[Data listing]
=====
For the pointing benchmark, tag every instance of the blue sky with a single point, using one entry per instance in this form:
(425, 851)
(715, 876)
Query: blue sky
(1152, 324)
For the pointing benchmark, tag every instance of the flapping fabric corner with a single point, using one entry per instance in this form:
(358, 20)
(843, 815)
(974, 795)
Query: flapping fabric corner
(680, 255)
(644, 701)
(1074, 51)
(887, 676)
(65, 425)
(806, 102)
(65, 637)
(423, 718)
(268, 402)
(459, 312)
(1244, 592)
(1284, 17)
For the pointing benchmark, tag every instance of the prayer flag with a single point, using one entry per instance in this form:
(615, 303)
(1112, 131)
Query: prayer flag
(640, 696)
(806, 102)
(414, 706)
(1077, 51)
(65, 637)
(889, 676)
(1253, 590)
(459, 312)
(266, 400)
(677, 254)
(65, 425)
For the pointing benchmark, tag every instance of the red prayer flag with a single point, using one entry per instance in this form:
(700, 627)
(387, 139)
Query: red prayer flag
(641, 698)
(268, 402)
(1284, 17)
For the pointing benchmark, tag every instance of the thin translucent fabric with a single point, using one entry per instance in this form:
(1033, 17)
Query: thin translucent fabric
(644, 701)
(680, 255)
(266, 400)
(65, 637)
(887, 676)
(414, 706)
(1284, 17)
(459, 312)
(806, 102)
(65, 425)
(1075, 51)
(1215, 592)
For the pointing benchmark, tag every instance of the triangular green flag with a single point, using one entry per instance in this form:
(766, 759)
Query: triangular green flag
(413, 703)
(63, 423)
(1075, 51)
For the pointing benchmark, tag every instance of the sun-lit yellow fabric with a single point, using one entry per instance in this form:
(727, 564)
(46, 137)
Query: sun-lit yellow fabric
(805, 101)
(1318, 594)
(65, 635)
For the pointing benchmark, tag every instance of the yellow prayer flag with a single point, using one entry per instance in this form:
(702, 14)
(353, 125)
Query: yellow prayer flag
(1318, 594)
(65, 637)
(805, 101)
=====
Can you return the records above, repeating every line without any change?

For the pointing benchmark, tag every instance of the blue sky with a single point, using one entry per instance in this form:
(425, 851)
(715, 876)
Query: blue sky
(1152, 324)
For the pointing benchmark, tag every instance of the flapping fabric corner with a single point, using one entry per instance in this form:
(358, 20)
(843, 815)
(974, 795)
Query: flapping fabric corner
(680, 255)
(644, 701)
(1074, 51)
(887, 676)
(65, 425)
(806, 102)
(65, 637)
(423, 718)
(268, 402)
(459, 312)
(1244, 592)
(1284, 17)
For the pointing benchmark, tag every instance of the prayer flag with a single point, using one entry per instance in this form:
(615, 303)
(1112, 131)
Query: prayer flag
(640, 696)
(806, 102)
(414, 706)
(1077, 51)
(65, 637)
(889, 676)
(1253, 590)
(459, 312)
(266, 400)
(677, 254)
(65, 425)
For the pointing benchmark, tag every instance of the red prayer flag with a single point, using one entry per instance in this form:
(700, 627)
(387, 139)
Query: red prayer flag
(641, 698)
(268, 402)
(1284, 17)
For the pointing benchmark, tag every instance of the thin translucent fabric with a single point, using one entry per instance in this form:
(1033, 17)
Query: thin translucent fabric
(644, 701)
(680, 255)
(266, 400)
(65, 637)
(887, 676)
(414, 706)
(1284, 17)
(459, 312)
(806, 102)
(65, 425)
(1075, 51)
(1215, 592)
For the pointing benchmark, tag every instance of the triangular green flag with a single point, using one entry per instance in this form:
(766, 759)
Query: triangular green flag
(413, 703)
(63, 423)
(1075, 51)
For the pointing benchmark, tag every instance of the sun-lit yellow fabric with a single point, using one entry per instance in this form:
(727, 564)
(46, 137)
Query: sun-lit yellow fabric
(805, 101)
(1318, 594)
(65, 635)
For the pointing benchmark, tag every instance of the yellow prayer flag with a single point, using one entry per instance in this form:
(702, 14)
(353, 125)
Query: yellow prayer flag
(1318, 594)
(65, 637)
(805, 101)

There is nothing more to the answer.